Provided passage:
*** Block opens ***

Dianne Graves . In the Midst of Alarms: The Untold Story of Women and the War of 1812. Montreal: Robin Brass Studio, 2007. xv +496.; ill. ISBN 1-8969-4152-4.
D. J. Walker . Spanish Women and the Colonial Wars of the 1890s. Baton Rouge: Louisiana State University Press, 2008. ix+149 pp.; ill. ISBN 0-8071-3298-5.
Suzanne Evans . Mothers of Heroes, Mothers of Martyrs: World War I and the Politics of Grief. Montreal & Kingston: McGill-Queen's University Press, 2007. xii +211 pp.; ill. ISBN 0-7735-3188-2.
Erika Kuhlman . Reconstructing Patriarchy after the Great War: Women, Gender and Postwar Reconciliation between Nations. New York: Palgrave Macmillan, 2008. xiv +246 pp.; ill. ISBN 0-2306-0281-9.

Thirty years ago and more, historians of women began to reexamine the history of warfare and the state with questions about women in mind. Their work provided a strong foundation for subsequent generations of historians of women and gender who have expanded the field and developed new theoretical approaches. Five recent books affirm the vitality and theoretical importance of this area of inquiry and analysis and highlight the ongoing stages in the writing of the history of women and war.

Joe A. Mobley's Weary of War: Life on the Confederate Home Front is part of Praeger's Reflections on the Civil War Era series. Mobley, a former historian with the North Carolina Office of Archives and History who now teaches history at North Carolina State University, Raleigh, wrote the book as a "fresh look at life on the Confederate home front for the general reader and the new student of the American Civil War." (xiii) Mobley's purpose is to provide an introductory synthesis on the wartime Confederacy and those living within and escaping its boundaries; he has incorporated women's experiences throughout the narrative and has made them the center of his [End Page 183] study of wartime marriage and family life in the region. Mobley relies on the work of several generations of historians of women and the US Civil War, from Mary Elizabeth Massey to Bell Irvin Wiley to Drew Gilpin Faust, and utilizes materials from important scholarly anthologies including those edited by Catherine Clinton. He also brings the voices of women to his narrative directly by drawing from their diaries, letters, and reminiscences.

*** Block closes ***

[Extracted data entries]
*** Block opens ***

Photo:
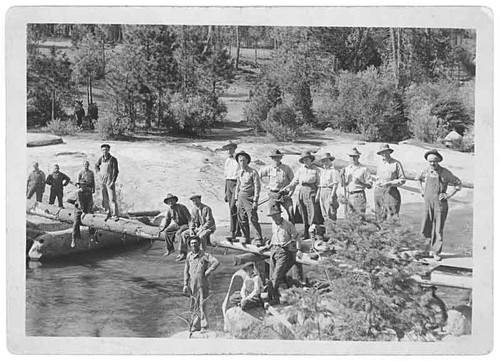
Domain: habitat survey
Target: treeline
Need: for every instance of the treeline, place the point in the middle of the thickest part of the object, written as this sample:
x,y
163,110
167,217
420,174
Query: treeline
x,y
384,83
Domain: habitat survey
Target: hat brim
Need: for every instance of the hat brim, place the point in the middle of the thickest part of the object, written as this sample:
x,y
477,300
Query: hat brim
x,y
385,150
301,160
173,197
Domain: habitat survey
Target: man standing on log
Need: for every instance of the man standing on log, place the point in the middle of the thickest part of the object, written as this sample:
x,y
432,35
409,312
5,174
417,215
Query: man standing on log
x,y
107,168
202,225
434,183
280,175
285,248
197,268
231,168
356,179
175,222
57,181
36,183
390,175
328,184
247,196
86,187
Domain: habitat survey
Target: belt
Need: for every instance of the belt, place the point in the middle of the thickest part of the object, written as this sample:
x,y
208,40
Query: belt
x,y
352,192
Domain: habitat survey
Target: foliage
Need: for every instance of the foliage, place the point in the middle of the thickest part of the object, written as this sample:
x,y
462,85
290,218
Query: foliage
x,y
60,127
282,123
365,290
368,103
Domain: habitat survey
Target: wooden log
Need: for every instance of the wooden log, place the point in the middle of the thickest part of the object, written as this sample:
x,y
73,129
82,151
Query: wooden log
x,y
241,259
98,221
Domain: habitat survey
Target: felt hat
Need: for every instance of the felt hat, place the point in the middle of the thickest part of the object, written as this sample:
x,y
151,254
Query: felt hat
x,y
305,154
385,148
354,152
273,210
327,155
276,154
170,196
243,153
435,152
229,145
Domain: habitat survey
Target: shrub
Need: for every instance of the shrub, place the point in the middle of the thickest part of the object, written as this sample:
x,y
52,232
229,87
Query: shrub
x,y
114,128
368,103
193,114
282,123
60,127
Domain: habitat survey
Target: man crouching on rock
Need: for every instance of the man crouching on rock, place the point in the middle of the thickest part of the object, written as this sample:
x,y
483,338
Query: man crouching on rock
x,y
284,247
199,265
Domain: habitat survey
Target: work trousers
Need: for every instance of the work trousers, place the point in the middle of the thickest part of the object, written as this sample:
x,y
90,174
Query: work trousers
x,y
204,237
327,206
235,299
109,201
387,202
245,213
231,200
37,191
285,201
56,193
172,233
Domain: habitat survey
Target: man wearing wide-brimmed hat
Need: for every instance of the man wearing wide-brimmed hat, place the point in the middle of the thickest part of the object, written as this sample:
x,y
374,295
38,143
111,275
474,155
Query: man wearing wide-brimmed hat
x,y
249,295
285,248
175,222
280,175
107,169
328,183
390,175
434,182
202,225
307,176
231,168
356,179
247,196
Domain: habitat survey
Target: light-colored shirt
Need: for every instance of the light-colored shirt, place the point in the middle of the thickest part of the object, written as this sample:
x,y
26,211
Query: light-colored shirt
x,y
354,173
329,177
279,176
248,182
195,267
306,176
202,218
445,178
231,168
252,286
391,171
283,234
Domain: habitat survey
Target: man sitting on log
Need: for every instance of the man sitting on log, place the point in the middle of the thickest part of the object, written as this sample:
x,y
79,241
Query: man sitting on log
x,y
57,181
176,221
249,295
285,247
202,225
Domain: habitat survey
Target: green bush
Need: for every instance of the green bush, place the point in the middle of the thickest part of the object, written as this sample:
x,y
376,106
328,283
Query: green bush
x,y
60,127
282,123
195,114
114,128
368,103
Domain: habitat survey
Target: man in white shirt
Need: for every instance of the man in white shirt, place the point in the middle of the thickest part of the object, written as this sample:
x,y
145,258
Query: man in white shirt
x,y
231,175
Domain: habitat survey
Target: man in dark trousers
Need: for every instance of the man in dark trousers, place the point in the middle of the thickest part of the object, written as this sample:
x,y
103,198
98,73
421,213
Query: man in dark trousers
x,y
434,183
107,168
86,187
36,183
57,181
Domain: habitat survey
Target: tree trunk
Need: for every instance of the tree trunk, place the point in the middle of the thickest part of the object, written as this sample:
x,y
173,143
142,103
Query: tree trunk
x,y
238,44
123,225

*** Block closes ***
*** Block opens ***

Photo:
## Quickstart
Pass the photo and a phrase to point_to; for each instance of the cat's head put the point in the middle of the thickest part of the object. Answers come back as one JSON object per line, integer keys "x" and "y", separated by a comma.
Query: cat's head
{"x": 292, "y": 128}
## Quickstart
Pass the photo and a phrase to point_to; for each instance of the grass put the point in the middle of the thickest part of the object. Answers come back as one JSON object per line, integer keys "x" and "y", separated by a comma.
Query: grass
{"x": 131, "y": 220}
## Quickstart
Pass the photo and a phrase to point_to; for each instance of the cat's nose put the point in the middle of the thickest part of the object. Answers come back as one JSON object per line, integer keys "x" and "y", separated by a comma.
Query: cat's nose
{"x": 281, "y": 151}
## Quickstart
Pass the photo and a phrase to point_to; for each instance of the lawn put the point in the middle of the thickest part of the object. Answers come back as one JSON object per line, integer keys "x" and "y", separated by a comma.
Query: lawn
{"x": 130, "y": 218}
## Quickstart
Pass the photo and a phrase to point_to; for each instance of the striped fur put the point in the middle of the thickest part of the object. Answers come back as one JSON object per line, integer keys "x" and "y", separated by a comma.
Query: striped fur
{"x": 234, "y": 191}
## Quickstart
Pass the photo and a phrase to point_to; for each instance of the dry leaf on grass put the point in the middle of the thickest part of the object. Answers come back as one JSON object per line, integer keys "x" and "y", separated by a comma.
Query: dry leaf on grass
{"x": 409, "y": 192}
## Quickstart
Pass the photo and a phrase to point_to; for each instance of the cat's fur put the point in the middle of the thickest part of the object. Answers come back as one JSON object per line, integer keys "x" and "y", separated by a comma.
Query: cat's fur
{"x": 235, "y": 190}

*** Block closes ***

Directions for this task:
Please explain, in one to three sentences and based on the review excerpt, why Joe A. Mobley wrote Weary of War. The entries above are separate material and have no connection to the review excerpt.

Your response:
Mobley wrote the book as a "fresh look at life on the Confederate home front for the general reader and the new student of the American Civil War." His purpose was to provide an introductory synthesis on the wartime Confederacy and those living within and escaping its boundaries.